Present the entries below as a numbered list, skipping any blank lines.
-------- Data to process
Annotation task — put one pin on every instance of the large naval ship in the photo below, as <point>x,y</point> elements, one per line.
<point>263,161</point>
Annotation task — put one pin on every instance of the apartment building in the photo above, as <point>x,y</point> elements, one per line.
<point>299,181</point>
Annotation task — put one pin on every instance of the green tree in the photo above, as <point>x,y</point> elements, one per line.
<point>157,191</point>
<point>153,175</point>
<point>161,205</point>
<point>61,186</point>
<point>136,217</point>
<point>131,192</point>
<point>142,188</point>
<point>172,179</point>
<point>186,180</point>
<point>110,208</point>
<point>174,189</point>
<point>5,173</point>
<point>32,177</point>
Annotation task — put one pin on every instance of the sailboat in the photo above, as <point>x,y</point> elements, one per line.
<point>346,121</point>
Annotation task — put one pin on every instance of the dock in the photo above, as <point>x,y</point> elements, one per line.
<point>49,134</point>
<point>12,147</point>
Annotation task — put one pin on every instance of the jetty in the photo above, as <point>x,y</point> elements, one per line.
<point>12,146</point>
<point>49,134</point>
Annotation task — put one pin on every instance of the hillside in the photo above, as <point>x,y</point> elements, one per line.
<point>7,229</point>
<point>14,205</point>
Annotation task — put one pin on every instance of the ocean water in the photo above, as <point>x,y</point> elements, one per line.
----------------
(Output):
1. Annotation task — put one pin on every instance of the large naval ship in the photo below, as <point>x,y</point> elements, one per line.
2. <point>263,161</point>
3. Annotation task — put one pin on every instance of the apartment building in the photo above, as <point>x,y</point> elements, one per line.
4. <point>299,181</point>
5. Annotation task — put one pin on every instance of the green tree in the photo above, as <point>x,y</point> elements, one per line.
6. <point>157,191</point>
7. <point>153,175</point>
8. <point>161,205</point>
9. <point>61,186</point>
10. <point>136,217</point>
11. <point>131,192</point>
12. <point>142,188</point>
13. <point>172,179</point>
14. <point>186,180</point>
15. <point>110,208</point>
16. <point>174,189</point>
17. <point>5,173</point>
18. <point>32,177</point>
19. Annotation task — put one pin on every instance of the sailboat in the photo above, as <point>x,y</point> elements, one per line.
20. <point>346,121</point>
21. Annotation task — put one pin on every instance of the dock in the photo above, as <point>x,y</point> elements, one per line.
22. <point>49,134</point>
23. <point>12,147</point>
24. Annotation task — put one pin on every instance of the jetty in the photo above, as <point>x,y</point> elements, one per line.
25. <point>12,146</point>
26. <point>49,134</point>
27. Annotation task — put one pin on every instance of the hillside in the photo above, as <point>x,y</point> elements, one per line.
28. <point>7,229</point>
29. <point>14,205</point>
30. Annotation task — put one pin on every instance of the ocean water in the photo above, as <point>x,y</point> elements, one per line.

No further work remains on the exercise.